[Records supplied]
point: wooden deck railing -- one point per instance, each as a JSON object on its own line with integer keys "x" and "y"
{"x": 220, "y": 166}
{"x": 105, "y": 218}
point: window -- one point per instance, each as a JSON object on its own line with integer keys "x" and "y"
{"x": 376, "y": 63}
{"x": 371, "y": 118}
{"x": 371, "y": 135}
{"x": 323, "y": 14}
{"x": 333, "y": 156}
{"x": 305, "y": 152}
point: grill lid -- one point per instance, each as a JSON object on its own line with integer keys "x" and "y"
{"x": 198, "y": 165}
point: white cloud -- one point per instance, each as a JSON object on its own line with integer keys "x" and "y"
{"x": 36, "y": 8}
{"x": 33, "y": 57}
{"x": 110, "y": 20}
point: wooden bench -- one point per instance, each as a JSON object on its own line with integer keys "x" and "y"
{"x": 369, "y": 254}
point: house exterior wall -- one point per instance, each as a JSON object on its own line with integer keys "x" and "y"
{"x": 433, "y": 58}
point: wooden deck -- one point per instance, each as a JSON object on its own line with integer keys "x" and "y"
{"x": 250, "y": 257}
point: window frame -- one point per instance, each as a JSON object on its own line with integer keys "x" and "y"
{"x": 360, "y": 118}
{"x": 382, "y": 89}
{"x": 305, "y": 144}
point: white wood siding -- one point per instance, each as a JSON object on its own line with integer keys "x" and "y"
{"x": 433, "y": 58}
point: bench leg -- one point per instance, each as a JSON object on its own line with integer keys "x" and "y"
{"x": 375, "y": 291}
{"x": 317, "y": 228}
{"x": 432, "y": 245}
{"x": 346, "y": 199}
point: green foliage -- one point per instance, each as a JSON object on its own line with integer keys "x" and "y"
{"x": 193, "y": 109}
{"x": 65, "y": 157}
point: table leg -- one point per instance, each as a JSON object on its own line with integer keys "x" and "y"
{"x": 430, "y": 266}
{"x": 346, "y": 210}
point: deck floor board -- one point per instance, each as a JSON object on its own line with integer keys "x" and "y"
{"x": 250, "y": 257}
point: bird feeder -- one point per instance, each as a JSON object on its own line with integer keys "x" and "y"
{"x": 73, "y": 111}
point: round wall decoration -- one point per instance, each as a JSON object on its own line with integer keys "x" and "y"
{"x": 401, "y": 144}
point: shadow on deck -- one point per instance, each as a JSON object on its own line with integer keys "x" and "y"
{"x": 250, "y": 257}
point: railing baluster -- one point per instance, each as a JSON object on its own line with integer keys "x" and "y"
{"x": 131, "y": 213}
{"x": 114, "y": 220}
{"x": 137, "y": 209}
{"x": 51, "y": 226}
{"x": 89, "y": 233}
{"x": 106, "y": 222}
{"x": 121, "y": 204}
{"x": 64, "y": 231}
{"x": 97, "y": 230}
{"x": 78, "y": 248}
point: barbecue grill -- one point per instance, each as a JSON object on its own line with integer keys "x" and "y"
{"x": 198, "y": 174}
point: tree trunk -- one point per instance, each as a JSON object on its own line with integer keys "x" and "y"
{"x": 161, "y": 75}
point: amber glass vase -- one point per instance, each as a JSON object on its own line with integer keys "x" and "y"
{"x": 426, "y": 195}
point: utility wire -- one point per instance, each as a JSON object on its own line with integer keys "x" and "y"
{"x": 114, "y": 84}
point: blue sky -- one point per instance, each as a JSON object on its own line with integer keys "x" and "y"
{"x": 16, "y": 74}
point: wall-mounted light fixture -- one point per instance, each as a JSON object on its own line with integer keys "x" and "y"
[/Records supplied]
# What is expected:
Print out the complete data above, character for character.

# Final answer:
point: wooden deck railing -- one point per instance, each as a JSON object on its own line with integer keys "x" and "y"
{"x": 220, "y": 166}
{"x": 105, "y": 218}
point: window -- one point per instance, each as a JSON object on its own line with integer keys "x" and "y"
{"x": 376, "y": 63}
{"x": 371, "y": 118}
{"x": 371, "y": 135}
{"x": 323, "y": 14}
{"x": 333, "y": 156}
{"x": 305, "y": 152}
point: grill lid -- one point per instance, each as a JSON object on its own line with integer keys "x" and "y"
{"x": 198, "y": 165}
point: white cloud -- one point per instance, each as a JSON object on its own line with integer keys "x" and "y"
{"x": 36, "y": 8}
{"x": 33, "y": 57}
{"x": 110, "y": 20}
point: wooden bench -- one point per instance, each as a JSON object on its own line with integer keys "x" and "y"
{"x": 369, "y": 254}
point: house exterior wall -- one point per instance, each as a JSON object on its own line with integer keys "x" and "y"
{"x": 433, "y": 58}
point: wooden deck -- one point per instance, each as a JSON object on its own line with integer keys "x" and "y"
{"x": 250, "y": 257}
point: window frame -- one point per instance, each as a JSON object on its own line with integer keys "x" and "y"
{"x": 360, "y": 118}
{"x": 382, "y": 89}
{"x": 305, "y": 144}
point: white wood siding -- one point per instance, each as a JSON object on its own line with integer keys "x" and "y"
{"x": 433, "y": 58}
point: bench leg -- one point per instance, each as a JSON object on its own line with integer keys "x" and "y"
{"x": 375, "y": 291}
{"x": 317, "y": 228}
{"x": 432, "y": 245}
{"x": 346, "y": 199}
point: green foliage -- one point per instance, each as a JSON object on its own line with integer keys "x" and "y"
{"x": 193, "y": 109}
{"x": 65, "y": 157}
point: table leg -- one point per instance, each as a JSON object on its own line with integer keys "x" and "y"
{"x": 430, "y": 266}
{"x": 346, "y": 210}
point: deck floor board -- one point per instance, each as a JSON object on its own line with integer keys "x" and "y"
{"x": 250, "y": 257}
point: bird feeder -- one point per instance, each as a JSON object on its own line with integer keys "x" and "y"
{"x": 73, "y": 111}
point: round wall decoration -- one point per instance, each as a JSON object on its own line with integer keys "x" and "y"
{"x": 401, "y": 144}
point: shadow on deck -- one point per instance, each as a JSON object on its own line with integer keys "x" and "y"
{"x": 250, "y": 257}
point: railing baluster -- one point per instance, each as a JSON object on its own line with integer keys "x" and "y"
{"x": 131, "y": 213}
{"x": 114, "y": 220}
{"x": 137, "y": 209}
{"x": 51, "y": 226}
{"x": 89, "y": 233}
{"x": 106, "y": 222}
{"x": 121, "y": 204}
{"x": 64, "y": 231}
{"x": 97, "y": 230}
{"x": 78, "y": 248}
point: barbecue grill -- one point per instance, each as a JSON object on its own line with integer keys "x" and "y"
{"x": 198, "y": 174}
point: tree trunk -- one point per instance, each as a JSON object on its own line with integer keys "x" and "y"
{"x": 161, "y": 75}
point: amber glass vase -- one point per instance, each as a JSON object on its own line with integer keys "x" and "y"
{"x": 426, "y": 195}
point: utility wire -- one point per instance, each as a JSON object on its own line with integer keys "x" and "y"
{"x": 114, "y": 84}
point: blue sky -- one point per instance, each as a JSON object on its own line with integer keys "x" and "y"
{"x": 16, "y": 74}
point: wall-mounted light fixture -- one point per instance, each as a JSON object on its own line with integer keys "x" and "y"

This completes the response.